— Start of RECORDS PROVIDED —

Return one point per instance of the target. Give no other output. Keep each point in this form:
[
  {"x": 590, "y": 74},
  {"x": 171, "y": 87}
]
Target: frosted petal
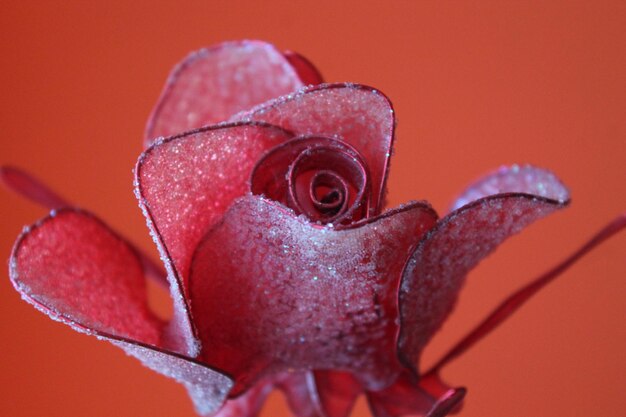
[
  {"x": 337, "y": 392},
  {"x": 75, "y": 269},
  {"x": 305, "y": 68},
  {"x": 248, "y": 404},
  {"x": 212, "y": 84},
  {"x": 300, "y": 393},
  {"x": 359, "y": 115},
  {"x": 184, "y": 184},
  {"x": 525, "y": 179},
  {"x": 319, "y": 393},
  {"x": 271, "y": 291},
  {"x": 427, "y": 397},
  {"x": 207, "y": 388},
  {"x": 438, "y": 266}
]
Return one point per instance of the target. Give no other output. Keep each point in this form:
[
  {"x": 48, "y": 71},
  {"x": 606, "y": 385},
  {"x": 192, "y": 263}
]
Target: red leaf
[{"x": 212, "y": 84}]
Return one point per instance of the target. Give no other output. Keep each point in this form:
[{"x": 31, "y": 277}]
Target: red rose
[{"x": 283, "y": 268}]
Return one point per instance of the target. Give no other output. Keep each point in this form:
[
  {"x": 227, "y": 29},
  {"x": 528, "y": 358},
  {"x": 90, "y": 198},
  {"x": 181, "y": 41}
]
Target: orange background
[{"x": 475, "y": 85}]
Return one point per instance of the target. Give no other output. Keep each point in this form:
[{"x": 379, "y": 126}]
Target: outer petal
[
  {"x": 525, "y": 179},
  {"x": 184, "y": 184},
  {"x": 428, "y": 397},
  {"x": 271, "y": 291},
  {"x": 249, "y": 404},
  {"x": 212, "y": 84},
  {"x": 76, "y": 270},
  {"x": 439, "y": 264},
  {"x": 305, "y": 68},
  {"x": 361, "y": 116}
]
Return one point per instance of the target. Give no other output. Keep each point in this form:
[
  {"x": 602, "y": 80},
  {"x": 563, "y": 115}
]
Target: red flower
[{"x": 283, "y": 268}]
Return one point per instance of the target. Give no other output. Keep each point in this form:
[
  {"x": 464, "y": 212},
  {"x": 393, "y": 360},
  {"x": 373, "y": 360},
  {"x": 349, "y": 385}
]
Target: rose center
[{"x": 322, "y": 178}]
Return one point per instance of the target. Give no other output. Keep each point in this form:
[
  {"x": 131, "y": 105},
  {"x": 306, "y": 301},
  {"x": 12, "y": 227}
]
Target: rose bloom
[{"x": 284, "y": 269}]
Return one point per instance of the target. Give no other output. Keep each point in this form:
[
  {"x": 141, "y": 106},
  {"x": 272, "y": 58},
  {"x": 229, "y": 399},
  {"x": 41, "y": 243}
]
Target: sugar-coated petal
[
  {"x": 437, "y": 268},
  {"x": 319, "y": 393},
  {"x": 75, "y": 269},
  {"x": 307, "y": 72},
  {"x": 410, "y": 396},
  {"x": 300, "y": 391},
  {"x": 184, "y": 184},
  {"x": 361, "y": 116},
  {"x": 207, "y": 388},
  {"x": 271, "y": 291},
  {"x": 525, "y": 179},
  {"x": 212, "y": 84}
]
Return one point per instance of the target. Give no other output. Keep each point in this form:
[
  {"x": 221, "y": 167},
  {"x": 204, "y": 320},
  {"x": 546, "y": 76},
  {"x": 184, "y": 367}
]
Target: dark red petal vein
[
  {"x": 519, "y": 298},
  {"x": 436, "y": 270}
]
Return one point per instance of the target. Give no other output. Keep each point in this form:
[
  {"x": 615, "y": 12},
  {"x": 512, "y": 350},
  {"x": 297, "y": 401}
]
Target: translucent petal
[
  {"x": 438, "y": 266},
  {"x": 361, "y": 116},
  {"x": 76, "y": 270},
  {"x": 184, "y": 184},
  {"x": 212, "y": 84},
  {"x": 271, "y": 291},
  {"x": 525, "y": 179}
]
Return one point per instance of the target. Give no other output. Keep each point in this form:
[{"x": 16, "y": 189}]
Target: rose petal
[
  {"x": 76, "y": 270},
  {"x": 81, "y": 272},
  {"x": 337, "y": 392},
  {"x": 249, "y": 404},
  {"x": 184, "y": 184},
  {"x": 525, "y": 179},
  {"x": 207, "y": 388},
  {"x": 437, "y": 268},
  {"x": 319, "y": 393},
  {"x": 271, "y": 291},
  {"x": 359, "y": 115},
  {"x": 404, "y": 397},
  {"x": 212, "y": 84},
  {"x": 274, "y": 177},
  {"x": 305, "y": 68},
  {"x": 300, "y": 393},
  {"x": 427, "y": 397}
]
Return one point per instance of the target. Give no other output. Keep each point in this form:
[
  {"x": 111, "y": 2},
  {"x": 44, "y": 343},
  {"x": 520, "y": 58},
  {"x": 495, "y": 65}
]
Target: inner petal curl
[{"x": 322, "y": 178}]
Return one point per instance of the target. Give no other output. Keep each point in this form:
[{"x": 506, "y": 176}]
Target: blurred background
[{"x": 475, "y": 85}]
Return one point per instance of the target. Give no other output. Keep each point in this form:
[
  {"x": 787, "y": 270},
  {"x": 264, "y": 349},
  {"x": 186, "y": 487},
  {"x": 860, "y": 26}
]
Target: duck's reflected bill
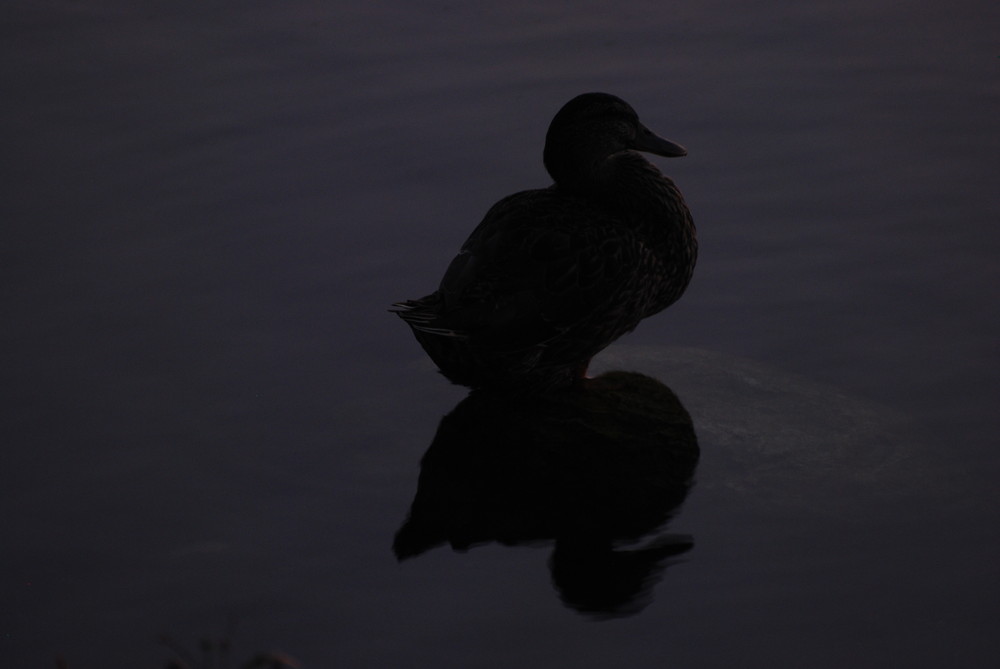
[{"x": 591, "y": 470}]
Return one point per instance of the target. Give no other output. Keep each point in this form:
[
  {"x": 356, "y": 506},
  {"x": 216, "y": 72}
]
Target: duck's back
[
  {"x": 547, "y": 280},
  {"x": 551, "y": 277}
]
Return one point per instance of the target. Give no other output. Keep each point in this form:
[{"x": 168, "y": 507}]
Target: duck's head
[{"x": 591, "y": 127}]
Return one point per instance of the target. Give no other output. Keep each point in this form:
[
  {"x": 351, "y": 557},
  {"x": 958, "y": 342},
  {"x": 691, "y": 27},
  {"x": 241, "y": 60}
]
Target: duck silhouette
[{"x": 551, "y": 277}]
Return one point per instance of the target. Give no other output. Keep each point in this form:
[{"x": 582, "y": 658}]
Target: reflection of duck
[
  {"x": 587, "y": 470},
  {"x": 551, "y": 277}
]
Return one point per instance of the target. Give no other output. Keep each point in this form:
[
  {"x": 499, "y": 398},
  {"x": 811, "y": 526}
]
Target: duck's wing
[{"x": 539, "y": 264}]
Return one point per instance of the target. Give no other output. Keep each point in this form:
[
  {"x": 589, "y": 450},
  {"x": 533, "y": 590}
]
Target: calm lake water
[{"x": 211, "y": 425}]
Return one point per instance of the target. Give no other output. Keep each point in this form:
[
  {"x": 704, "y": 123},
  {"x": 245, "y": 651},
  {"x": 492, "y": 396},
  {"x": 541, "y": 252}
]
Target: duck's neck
[{"x": 634, "y": 191}]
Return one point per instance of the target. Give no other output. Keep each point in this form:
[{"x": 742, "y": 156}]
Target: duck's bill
[{"x": 650, "y": 142}]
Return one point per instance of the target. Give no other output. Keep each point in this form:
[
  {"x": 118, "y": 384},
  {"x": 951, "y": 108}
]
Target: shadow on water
[{"x": 591, "y": 471}]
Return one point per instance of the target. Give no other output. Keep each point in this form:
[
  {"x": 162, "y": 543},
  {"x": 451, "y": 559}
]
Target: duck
[{"x": 553, "y": 276}]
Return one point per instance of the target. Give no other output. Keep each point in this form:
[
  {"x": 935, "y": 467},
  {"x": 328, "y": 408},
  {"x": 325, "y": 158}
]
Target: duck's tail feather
[{"x": 421, "y": 315}]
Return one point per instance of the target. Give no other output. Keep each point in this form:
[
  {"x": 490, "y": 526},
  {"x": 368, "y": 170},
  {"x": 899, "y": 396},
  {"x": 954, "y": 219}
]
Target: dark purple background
[{"x": 208, "y": 414}]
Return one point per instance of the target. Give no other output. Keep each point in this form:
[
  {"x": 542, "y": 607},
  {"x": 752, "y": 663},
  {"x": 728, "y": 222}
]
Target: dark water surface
[{"x": 208, "y": 418}]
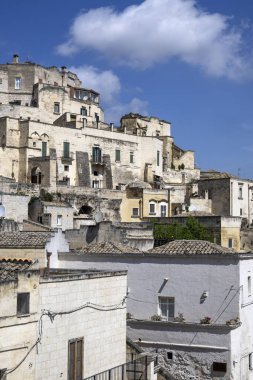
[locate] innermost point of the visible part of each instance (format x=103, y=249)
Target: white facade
x=199, y=286
x=82, y=310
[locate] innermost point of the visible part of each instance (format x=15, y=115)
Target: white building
x=64, y=324
x=191, y=302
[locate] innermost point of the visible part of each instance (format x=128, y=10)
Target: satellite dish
x=98, y=216
x=2, y=210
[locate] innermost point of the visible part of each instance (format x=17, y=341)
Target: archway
x=36, y=176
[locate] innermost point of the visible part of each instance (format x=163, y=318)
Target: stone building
x=230, y=195
x=189, y=302
x=52, y=133
x=60, y=324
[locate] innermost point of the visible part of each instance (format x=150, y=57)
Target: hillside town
x=93, y=283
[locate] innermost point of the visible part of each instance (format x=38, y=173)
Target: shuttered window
x=75, y=359
x=44, y=148
x=66, y=149
x=117, y=155
x=96, y=154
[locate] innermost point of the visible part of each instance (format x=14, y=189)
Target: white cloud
x=157, y=31
x=109, y=86
x=104, y=82
x=115, y=111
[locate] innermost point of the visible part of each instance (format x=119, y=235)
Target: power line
x=52, y=314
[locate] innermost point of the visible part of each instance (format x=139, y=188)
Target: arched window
x=36, y=176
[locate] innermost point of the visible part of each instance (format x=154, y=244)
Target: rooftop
x=9, y=268
x=106, y=248
x=191, y=247
x=23, y=239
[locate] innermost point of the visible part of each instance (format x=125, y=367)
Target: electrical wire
x=52, y=314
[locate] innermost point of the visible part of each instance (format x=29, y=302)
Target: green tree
x=192, y=230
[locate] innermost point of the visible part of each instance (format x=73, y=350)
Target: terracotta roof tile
x=23, y=239
x=106, y=247
x=191, y=247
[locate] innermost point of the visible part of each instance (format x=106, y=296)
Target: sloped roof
x=106, y=248
x=191, y=247
x=23, y=239
x=9, y=268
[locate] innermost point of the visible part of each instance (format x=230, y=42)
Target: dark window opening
x=85, y=209
x=44, y=148
x=220, y=367
x=75, y=362
x=36, y=176
x=170, y=355
x=96, y=154
x=66, y=150
x=23, y=303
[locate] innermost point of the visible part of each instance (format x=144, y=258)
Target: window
x=117, y=155
x=249, y=285
x=75, y=362
x=83, y=111
x=44, y=148
x=59, y=220
x=135, y=212
x=56, y=107
x=158, y=158
x=17, y=83
x=219, y=367
x=96, y=154
x=170, y=355
x=163, y=209
x=95, y=184
x=23, y=303
x=66, y=149
x=251, y=361
x=240, y=193
x=152, y=210
x=167, y=307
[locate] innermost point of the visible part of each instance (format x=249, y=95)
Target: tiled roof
x=106, y=247
x=23, y=239
x=56, y=204
x=191, y=247
x=9, y=268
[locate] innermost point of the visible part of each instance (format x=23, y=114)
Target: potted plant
x=206, y=320
x=179, y=318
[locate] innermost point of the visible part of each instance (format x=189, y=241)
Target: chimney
x=15, y=58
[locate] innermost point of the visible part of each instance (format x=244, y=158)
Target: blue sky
x=189, y=62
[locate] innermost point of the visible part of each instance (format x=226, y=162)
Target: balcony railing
x=133, y=370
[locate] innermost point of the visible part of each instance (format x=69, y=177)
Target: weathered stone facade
x=52, y=132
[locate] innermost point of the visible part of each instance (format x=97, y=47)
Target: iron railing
x=133, y=370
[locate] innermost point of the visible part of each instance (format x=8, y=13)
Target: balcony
x=67, y=157
x=96, y=160
x=136, y=369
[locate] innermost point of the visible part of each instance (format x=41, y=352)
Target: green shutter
x=117, y=155
x=44, y=148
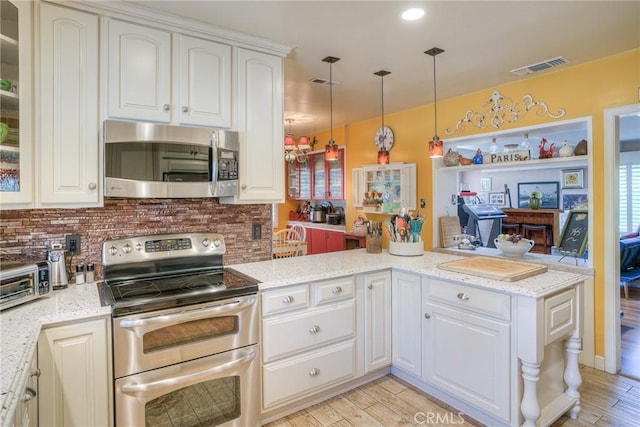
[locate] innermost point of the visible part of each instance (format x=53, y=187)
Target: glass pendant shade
x=436, y=148
x=383, y=157
x=331, y=151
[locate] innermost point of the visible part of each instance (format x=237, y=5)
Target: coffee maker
x=57, y=259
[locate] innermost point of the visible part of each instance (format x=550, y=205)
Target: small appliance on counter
x=58, y=262
x=23, y=282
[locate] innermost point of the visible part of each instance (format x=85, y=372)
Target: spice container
x=89, y=276
x=79, y=274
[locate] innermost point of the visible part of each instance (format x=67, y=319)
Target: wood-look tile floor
x=607, y=400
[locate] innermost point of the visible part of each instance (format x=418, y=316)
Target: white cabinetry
x=308, y=339
x=76, y=374
x=141, y=85
x=392, y=187
x=260, y=110
x=406, y=318
x=377, y=320
x=68, y=146
x=16, y=162
x=466, y=336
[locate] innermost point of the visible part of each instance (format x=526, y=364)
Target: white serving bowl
x=509, y=248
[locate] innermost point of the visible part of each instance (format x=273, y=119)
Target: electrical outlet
x=256, y=232
x=73, y=244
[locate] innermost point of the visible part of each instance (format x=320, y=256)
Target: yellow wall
x=582, y=90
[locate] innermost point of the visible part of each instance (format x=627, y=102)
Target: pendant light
x=331, y=149
x=435, y=145
x=383, y=155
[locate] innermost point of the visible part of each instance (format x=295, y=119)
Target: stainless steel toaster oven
x=23, y=282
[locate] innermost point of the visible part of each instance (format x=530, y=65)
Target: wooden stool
x=510, y=228
x=540, y=234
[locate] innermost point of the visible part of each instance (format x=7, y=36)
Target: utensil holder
x=374, y=244
x=406, y=249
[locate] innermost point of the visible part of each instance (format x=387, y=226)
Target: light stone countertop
x=21, y=325
x=19, y=330
x=290, y=271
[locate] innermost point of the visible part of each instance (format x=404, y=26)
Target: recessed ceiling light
x=412, y=14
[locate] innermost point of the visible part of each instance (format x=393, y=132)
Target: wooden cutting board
x=449, y=227
x=494, y=268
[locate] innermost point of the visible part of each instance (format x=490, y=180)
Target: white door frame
x=611, y=236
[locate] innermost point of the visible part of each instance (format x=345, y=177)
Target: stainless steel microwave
x=20, y=282
x=148, y=160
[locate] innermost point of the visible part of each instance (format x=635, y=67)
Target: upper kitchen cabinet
x=385, y=188
x=259, y=123
x=141, y=85
x=16, y=139
x=68, y=146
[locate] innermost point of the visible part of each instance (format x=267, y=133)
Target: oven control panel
x=163, y=246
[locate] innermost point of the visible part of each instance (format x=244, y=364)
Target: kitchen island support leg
x=572, y=372
x=529, y=406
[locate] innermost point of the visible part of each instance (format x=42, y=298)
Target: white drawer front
x=560, y=316
x=287, y=299
x=286, y=335
x=297, y=376
x=481, y=301
x=333, y=290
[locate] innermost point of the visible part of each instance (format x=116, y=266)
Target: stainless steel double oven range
x=185, y=333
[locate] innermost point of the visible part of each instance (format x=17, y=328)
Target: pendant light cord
x=435, y=97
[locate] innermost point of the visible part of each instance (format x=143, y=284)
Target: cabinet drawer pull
x=463, y=296
x=29, y=394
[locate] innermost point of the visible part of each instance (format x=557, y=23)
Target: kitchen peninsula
x=490, y=348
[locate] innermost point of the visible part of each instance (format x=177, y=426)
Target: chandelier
x=296, y=151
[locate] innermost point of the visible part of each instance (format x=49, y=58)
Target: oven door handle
x=191, y=378
x=170, y=319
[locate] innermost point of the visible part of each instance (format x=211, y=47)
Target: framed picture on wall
x=573, y=178
x=497, y=199
x=549, y=191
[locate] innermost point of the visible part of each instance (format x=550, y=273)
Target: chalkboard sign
x=573, y=239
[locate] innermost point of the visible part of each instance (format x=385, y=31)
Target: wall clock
x=384, y=138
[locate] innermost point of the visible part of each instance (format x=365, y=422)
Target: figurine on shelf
x=478, y=159
x=544, y=153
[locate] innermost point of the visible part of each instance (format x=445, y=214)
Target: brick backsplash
x=28, y=234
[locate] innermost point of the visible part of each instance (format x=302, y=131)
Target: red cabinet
x=323, y=241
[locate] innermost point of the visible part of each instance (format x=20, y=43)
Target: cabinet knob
x=29, y=394
x=462, y=296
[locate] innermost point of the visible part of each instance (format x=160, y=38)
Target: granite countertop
x=21, y=325
x=19, y=330
x=289, y=271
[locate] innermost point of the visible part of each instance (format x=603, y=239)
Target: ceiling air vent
x=322, y=81
x=539, y=66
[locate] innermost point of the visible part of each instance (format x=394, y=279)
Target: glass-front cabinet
x=385, y=188
x=16, y=173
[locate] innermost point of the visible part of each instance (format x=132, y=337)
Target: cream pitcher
x=56, y=257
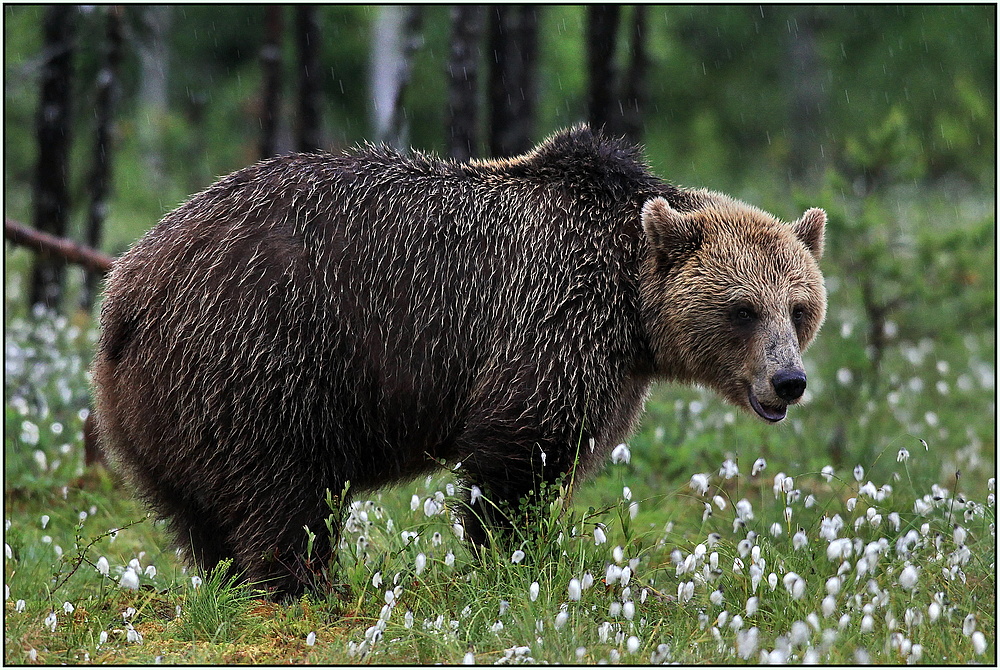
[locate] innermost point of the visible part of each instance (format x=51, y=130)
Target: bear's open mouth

— End of RECORDS PROVIDED —

◆ PROBLEM REQUIREMENTS
Rewrite everything from the line containing "(format x=211, y=47)" down to the line containing "x=539, y=66", replacing "innermost point" with "central point" and leaving all else unchanged.

◆ CORRECT RESULT
[locate] central point of the visible part of each instance (format x=211, y=47)
Target: framed picture on wall
x=573, y=178
x=497, y=199
x=549, y=191
[locate] central point of the visible part of each instance (format x=550, y=273)
Target: chalkboard sign
x=573, y=239
[locate] central point of the visible part of each instance (format x=385, y=31)
Target: wall clock
x=384, y=138
[locate] central point of the visible part of each instance (format x=365, y=422)
Target: figurine on shelf
x=478, y=159
x=544, y=153
[locate] central point of the visible part of each instance (format x=445, y=214)
Target: brick backsplash
x=28, y=234
[locate] central point of the visible part of each instance (format x=302, y=131)
Target: red cabinet
x=323, y=241
[locate] central point of the visible part of each instance (format x=20, y=43)
Target: cabinet knob
x=29, y=394
x=462, y=296
[locate] central point of the visible part of each instance (format x=160, y=38)
Target: granite countertop
x=21, y=325
x=19, y=330
x=289, y=271
[locate] central point of the visible part of each instance (format x=603, y=239)
Target: ceiling air vent
x=322, y=81
x=539, y=66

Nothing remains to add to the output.